**YOUR GOAL**
Please output the entries below from the line that contains "the blue plastic" through the final line, reproduced exactly and alone.

**DATASET EXTRACT**
— Begin —
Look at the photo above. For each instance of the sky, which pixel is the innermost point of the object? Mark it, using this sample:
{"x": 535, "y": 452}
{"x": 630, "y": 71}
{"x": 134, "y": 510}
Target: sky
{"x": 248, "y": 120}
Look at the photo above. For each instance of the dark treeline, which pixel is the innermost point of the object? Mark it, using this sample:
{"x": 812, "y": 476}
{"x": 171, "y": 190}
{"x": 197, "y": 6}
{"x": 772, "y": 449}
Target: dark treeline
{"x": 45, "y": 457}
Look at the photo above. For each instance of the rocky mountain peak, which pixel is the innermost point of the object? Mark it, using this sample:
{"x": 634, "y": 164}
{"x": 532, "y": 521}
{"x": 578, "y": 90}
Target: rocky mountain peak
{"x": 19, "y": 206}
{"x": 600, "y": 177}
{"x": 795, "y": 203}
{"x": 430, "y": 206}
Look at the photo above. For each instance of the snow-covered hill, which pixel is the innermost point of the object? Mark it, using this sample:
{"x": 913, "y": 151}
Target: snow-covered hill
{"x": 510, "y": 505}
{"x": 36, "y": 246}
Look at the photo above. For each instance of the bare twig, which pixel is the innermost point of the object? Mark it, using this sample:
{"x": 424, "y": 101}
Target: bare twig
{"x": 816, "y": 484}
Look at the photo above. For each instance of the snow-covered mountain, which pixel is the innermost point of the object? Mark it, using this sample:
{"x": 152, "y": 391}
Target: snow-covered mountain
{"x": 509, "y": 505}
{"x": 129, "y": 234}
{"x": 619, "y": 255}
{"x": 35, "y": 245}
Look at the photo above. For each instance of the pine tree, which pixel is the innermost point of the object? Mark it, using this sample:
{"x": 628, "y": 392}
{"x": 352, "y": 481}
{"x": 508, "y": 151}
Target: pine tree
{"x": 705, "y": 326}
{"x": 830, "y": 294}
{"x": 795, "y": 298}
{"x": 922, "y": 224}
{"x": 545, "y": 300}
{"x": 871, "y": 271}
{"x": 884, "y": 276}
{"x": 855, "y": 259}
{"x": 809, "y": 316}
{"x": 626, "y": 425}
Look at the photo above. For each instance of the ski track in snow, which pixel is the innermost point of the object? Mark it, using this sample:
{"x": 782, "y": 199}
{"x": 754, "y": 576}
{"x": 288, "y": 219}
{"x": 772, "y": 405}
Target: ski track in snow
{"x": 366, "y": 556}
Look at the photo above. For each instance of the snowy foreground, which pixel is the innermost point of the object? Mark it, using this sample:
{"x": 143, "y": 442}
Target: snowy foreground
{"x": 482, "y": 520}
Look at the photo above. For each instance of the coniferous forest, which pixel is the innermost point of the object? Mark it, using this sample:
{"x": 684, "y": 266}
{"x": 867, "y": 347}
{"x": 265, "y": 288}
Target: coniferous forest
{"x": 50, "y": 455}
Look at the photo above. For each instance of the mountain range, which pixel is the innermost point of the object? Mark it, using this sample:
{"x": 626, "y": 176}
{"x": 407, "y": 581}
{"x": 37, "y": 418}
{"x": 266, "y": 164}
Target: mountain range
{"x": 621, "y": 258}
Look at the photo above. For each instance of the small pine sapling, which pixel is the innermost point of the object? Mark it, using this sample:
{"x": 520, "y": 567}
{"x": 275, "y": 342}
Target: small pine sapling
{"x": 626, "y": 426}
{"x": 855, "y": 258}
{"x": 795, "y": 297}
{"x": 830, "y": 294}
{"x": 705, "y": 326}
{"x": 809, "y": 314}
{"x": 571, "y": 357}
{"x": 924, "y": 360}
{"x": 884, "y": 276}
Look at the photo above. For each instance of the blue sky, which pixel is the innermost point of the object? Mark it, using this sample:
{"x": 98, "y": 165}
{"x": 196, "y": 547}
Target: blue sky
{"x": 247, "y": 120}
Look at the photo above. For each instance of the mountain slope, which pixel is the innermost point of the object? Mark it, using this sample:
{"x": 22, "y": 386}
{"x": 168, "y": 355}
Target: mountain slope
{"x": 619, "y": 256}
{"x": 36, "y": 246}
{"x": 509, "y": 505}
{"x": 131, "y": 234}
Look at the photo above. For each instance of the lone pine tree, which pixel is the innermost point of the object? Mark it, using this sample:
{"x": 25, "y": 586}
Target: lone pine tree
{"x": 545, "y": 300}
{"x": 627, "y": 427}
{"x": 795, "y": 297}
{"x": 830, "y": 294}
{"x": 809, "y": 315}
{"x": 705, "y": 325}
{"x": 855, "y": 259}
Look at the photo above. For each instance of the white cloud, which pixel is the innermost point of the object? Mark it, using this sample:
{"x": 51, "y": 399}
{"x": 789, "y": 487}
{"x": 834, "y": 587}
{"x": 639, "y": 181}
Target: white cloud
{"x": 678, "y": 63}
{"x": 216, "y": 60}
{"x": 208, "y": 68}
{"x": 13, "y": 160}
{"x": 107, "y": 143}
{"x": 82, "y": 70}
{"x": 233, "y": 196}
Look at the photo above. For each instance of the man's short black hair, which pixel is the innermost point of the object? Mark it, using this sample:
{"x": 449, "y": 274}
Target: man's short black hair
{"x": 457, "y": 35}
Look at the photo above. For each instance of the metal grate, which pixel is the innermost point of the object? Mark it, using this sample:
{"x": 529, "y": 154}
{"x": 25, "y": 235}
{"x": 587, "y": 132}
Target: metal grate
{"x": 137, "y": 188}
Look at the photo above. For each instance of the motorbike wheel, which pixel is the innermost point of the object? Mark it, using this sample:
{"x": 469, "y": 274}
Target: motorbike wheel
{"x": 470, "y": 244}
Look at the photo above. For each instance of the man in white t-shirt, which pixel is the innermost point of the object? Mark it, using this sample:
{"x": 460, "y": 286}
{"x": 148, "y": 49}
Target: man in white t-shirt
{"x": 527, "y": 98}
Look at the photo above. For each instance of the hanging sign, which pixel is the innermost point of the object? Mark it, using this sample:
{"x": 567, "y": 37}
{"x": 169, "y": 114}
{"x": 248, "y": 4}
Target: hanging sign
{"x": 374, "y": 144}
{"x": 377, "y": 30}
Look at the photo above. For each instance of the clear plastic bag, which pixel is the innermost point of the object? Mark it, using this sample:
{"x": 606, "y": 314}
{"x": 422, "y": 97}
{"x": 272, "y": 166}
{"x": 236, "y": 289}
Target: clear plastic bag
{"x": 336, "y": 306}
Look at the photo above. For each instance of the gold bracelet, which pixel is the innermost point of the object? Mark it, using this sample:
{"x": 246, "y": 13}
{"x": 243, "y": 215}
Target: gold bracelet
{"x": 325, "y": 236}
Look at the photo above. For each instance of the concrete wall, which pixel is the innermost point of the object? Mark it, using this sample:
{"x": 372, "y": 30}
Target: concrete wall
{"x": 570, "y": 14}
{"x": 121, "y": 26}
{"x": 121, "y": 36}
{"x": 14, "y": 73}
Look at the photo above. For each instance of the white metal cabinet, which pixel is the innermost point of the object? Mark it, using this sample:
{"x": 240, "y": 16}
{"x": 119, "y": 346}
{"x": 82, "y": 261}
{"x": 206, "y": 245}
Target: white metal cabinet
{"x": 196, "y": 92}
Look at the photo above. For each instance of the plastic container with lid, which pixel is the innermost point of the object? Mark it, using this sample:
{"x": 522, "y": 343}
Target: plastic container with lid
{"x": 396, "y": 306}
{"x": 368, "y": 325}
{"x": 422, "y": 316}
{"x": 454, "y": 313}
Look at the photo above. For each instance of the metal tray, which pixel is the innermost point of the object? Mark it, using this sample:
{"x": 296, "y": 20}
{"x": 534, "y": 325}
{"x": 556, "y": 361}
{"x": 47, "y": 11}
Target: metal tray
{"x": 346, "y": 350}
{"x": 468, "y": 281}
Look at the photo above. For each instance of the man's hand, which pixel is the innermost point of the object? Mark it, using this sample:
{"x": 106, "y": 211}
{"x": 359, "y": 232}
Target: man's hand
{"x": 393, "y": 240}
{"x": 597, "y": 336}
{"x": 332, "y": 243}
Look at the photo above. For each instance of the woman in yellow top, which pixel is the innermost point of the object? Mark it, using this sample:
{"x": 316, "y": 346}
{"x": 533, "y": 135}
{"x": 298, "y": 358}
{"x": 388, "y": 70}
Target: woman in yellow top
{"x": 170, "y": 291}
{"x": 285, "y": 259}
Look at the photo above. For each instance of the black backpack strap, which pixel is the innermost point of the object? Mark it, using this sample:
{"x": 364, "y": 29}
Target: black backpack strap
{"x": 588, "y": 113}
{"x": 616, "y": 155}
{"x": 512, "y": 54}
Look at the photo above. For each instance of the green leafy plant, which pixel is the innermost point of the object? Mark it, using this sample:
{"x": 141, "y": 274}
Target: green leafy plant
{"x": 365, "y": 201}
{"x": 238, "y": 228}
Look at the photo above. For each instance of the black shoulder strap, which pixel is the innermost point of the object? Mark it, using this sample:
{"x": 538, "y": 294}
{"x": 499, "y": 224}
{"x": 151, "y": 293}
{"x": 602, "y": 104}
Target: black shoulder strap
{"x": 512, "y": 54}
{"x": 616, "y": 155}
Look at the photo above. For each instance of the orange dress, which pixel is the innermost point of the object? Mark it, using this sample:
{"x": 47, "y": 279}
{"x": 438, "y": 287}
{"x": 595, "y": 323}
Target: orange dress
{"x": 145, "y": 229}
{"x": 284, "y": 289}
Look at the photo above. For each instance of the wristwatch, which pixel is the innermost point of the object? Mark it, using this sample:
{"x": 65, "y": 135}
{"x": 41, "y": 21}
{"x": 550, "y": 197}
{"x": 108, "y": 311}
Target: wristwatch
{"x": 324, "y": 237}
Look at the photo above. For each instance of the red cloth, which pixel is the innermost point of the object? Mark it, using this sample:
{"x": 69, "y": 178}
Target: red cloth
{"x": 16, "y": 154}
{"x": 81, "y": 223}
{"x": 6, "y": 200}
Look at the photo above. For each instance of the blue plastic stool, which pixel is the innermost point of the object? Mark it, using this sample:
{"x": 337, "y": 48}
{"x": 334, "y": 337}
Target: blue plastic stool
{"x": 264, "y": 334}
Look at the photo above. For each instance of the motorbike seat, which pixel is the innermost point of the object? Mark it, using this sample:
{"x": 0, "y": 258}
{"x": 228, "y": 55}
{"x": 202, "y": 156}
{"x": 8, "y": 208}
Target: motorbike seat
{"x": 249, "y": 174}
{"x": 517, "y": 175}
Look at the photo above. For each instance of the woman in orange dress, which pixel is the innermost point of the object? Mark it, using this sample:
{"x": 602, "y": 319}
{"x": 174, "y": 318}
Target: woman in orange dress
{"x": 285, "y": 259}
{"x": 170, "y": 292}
— End —
**FULL RESPONSE**
Look at the photo above. For each instance of the blue plastic stool, which pixel is the innermost point of the object? Mark it, using this sample:
{"x": 337, "y": 48}
{"x": 334, "y": 337}
Target: blue plastic stool
{"x": 264, "y": 334}
Look at the photo above. For each instance of the motorbike seat, which pixel is the innermost point of the object? Mark it, using this sample:
{"x": 0, "y": 258}
{"x": 228, "y": 55}
{"x": 202, "y": 156}
{"x": 8, "y": 208}
Target: motorbike seat
{"x": 249, "y": 174}
{"x": 517, "y": 175}
Look at the photo above. For each instance of the woman in orange dress, which pixel is the innermost point of the object? Mark it, using this sample:
{"x": 602, "y": 319}
{"x": 174, "y": 318}
Target: woman in orange dress
{"x": 285, "y": 259}
{"x": 170, "y": 292}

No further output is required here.